PROVIDED TEXT:
--------

Revital Cohen and Tuur Van Balen, Tacita Dean, Lesley Lokko, Marhsmallow Laser Feast, Lucy McRae, Territorial Agency (John Palmesino and Ann-Sofie Ronnskog), Jussi Parikka, Madelon Vriesendorp, Mathew Hale, and Eyal Weizman.

Revital Cohen and Tuur Van Balen's London-based practice is occupied with broad meanings of material and production. Their contributions to the biennial investigate the global distribution of extracted resources fed by the human dependence on electronics and the desire to make machines replicate organisms and anatomy as reflected by biomedical engineering.

Tacita Dean is an English-born, Berlin-based artist who works in many media with special emphasis on film. Her contribution to the exhibition is a 15-minutes film that explores the idea of "Human Treasure," denoting someone who has been classified by the Japanese government as reaching the top of their craft or performance skill in the traditional arts, literally someone with "Important Intangible Cultural Properties." In this film, Dean follows Kyogen performer Sensaku Shigeyama as he performs his daily routine, as if savouring the two words "human" and "treasure."

Lesley Lokko is a Ghanaian-Scottish, Johannesburg-based author and architect. Her project-a collaboration between tutors and students at the Graduate School of Architecture, University of Johannesburg-explores the notions of "place" and "origin" by looking at the Cradle of Humankind World Heritage site (the world's richest early hominin site some 50km northwest of Johannesburg), and the world's oldest meteorite crater, the Vredefort Dome.

Marshmallow Laser Feast are a London-based design studio that employs a wealth of creative disciplines, from photo-real virtual reality to robotic performance and real-time mapping. Their participation (in collaboration with Analog, FBFX and the band Duologue) is a 3D study of mortality through the use of new photographic processes, in this case photogrammetry.

Lucy McRae is a sci-fi artist, director and self-proclaimed Body Architect probing the frontiers of the body, health and human adaptability. Her film work for the biennial deals with the subject of health, medicine and the human body from the perspective of science fiction.

--------

STUDY MATERIAL:

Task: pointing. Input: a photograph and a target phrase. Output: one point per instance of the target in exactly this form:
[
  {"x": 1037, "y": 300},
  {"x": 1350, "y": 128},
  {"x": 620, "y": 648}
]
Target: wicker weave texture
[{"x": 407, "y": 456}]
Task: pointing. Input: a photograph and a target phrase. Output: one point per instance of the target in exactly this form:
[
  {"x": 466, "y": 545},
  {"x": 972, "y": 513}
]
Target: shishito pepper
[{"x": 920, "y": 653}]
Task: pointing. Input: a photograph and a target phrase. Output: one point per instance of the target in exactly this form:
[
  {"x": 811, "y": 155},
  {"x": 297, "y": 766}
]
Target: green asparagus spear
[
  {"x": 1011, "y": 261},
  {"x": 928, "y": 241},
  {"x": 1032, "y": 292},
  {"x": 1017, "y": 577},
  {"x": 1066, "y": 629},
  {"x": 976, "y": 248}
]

--------

TASK LIST:
1. In the biennial participants text, whom does Tacita Dean follow in her film?
2. Name every collaborator the biennial participants text credits on the Marshmallow Laser Feast project.
3. Carry on the biennial participants text from the end of the Lucy McRae paragraph.
The items aren't needed for anything here.

OUTPUTS FOR THE TASKS:
1. Kyogen performer Sensaku Shigeyama.

2. Analog, FBFX, and the band Duologue.

3.
John Palmesino and Ann-Sofi Ronnskog of Territorial Agency is an independent organisation that innovatively investigates sustainable territorial transformations. For the Istanbul Design Biennial, they will explore contested landscapes such as Canada and the Mediterranean Sea that have been rendered fragile and untenable by the global web of the oil industry. The Museum of Oil project collects information, objects, and data that forms hard evidence for the radical decision to keep oil in the ground, resulting in an extraordinary mapping system portraying in forensic detail the design of vast territories reshaped by the human addiction to fossil fuel.

Jussi Parikka is a writer, media theorist and professor in technological culture and aesthetics at Winchester School of Art, University of Southampton. His installation, in collaboration with Ayhan Aytes, explores the automata designed and constructed during the Arabic-Islamic Renaissance from early 9th to the 13th century.

Madelon Vriesendorp is a Dutch-born, London-based artist. She is widely known for her seminal cycle of anthropomorphic architectural paintings, her deep interest pop, bad taste, surrealism and her installations drawing from her extensive collection of small-scale tchotchkes and figurines. Her contribution to the biennial explores the ways in which the idea of the human is invested in domestic galaxies of little objects.

Mathew Hale is an English-born, Berlin-based artist who works primarily in collages, projections, sculptures and installations. His work for the 3rd Istanbul Design Biennial focuses on the house of Marilyn Monroe to explore the concepts of celebrity, domesticity, corporeality and death among others.

Eyal Weizman is an architect, Professor of Visual Cultures and Director of the Centre for Research Architecture at Goldsmiths, University of London. His "Forensic Architecture" project for the Biennial in collaboration with photographer and filmmaker Armin Linke, and architect and urbanist Paolo Tavares explores the "archaeology" of abandoned orangutan nests in Indonesia.